%%

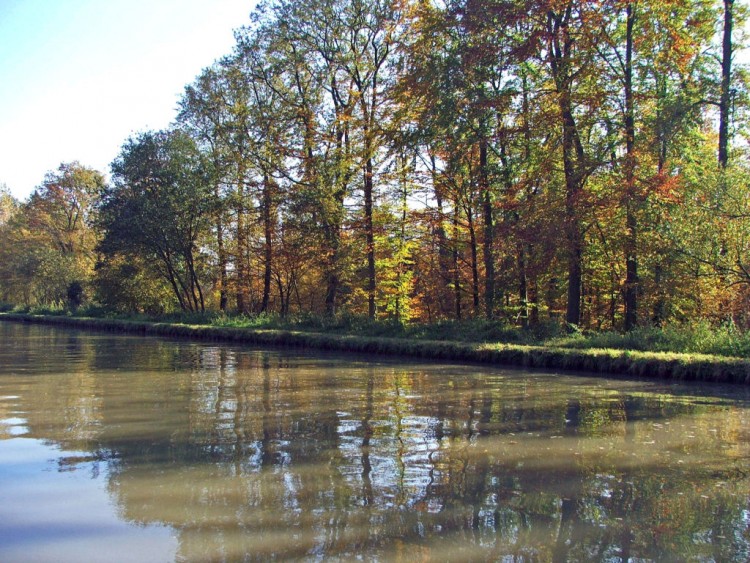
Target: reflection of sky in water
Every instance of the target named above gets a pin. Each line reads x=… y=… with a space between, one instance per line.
x=199 y=452
x=52 y=514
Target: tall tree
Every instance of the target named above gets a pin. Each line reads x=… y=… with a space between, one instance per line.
x=158 y=207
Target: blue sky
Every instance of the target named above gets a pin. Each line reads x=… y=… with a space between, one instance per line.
x=77 y=77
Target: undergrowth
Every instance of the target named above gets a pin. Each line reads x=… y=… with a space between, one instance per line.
x=695 y=338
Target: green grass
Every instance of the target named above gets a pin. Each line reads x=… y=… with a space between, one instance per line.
x=697 y=338
x=568 y=354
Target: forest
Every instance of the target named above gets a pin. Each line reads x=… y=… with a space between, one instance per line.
x=580 y=162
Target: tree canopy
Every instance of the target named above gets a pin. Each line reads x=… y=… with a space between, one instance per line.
x=582 y=161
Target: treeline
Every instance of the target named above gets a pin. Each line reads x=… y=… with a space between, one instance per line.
x=518 y=160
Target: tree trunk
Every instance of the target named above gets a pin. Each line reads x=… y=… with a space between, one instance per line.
x=243 y=300
x=631 y=252
x=268 y=224
x=726 y=76
x=489 y=257
x=370 y=235
x=456 y=269
x=560 y=45
x=474 y=261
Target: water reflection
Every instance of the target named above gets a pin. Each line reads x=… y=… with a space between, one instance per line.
x=247 y=455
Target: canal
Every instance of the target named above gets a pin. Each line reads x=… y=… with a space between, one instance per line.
x=123 y=448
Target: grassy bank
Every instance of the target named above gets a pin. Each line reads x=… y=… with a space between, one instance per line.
x=655 y=364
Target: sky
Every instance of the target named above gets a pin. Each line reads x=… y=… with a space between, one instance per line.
x=78 y=77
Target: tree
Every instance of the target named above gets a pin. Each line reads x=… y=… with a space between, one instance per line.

%%

** What to do **
Copy out every item above word for word, omitting the pictures.

** Answer below **
Target: reflection of sky in water
Every instance of the target named above gets a pin. Each line reads x=… y=… with a space between, one instance per line.
x=199 y=452
x=52 y=514
Target: tall tree
Every instance of the target named above gets a pin. Each line reads x=… y=… with a space between, one instance per line.
x=158 y=207
Target: blue sky
Every instance of the target named above gets a pin. Each line reads x=… y=… with a space between, one instance per line.
x=77 y=77
Target: undergrowth
Every instance of the target named above gets a pin. Each line reads x=… y=… with a space between, one instance per line.
x=695 y=338
Target: green grass
Every instance of the target named above gets a pin. Each line reads x=… y=… with a space between, one instance per line.
x=697 y=338
x=568 y=354
Target: forest
Every instance of the target named above gets a pin. Each line reads x=… y=… with a space between, one instance per line.
x=580 y=162
Target: tree canopy
Every instance of the target named above gets a pin. Each line reads x=… y=… with a space between, one instance per line.
x=582 y=161
Target: treeline
Every instance of the target named above gets a pin. Each line reads x=… y=… with a space between, one instance per line.
x=518 y=160
Target: tree trunk
Every instance of the target named above gets a pin. Each line reads x=… y=… with a space between, one instance per line.
x=243 y=300
x=631 y=252
x=268 y=224
x=726 y=76
x=489 y=257
x=370 y=235
x=456 y=269
x=560 y=45
x=474 y=261
Target: water reflection
Every instance of the target named above gets a pin. Each line reads x=… y=… with a space between, one instance per line.
x=247 y=455
Target: canal
Every instance of the target named above gets a pin. Each line reads x=… y=… with a space between, one instance per line.
x=123 y=448
Target: grassy bank
Every instance of the target named above gets a pin. Each line reads x=… y=… with a space between, one instance per line.
x=655 y=364
Target: sky
Every instance of the target named above gets a pin. Each line reads x=… y=… with a space between, one instance per line.
x=78 y=77
Target: tree
Every instance of the target named above gets a pin. Each line reads x=… y=… with a space between, one instance per line.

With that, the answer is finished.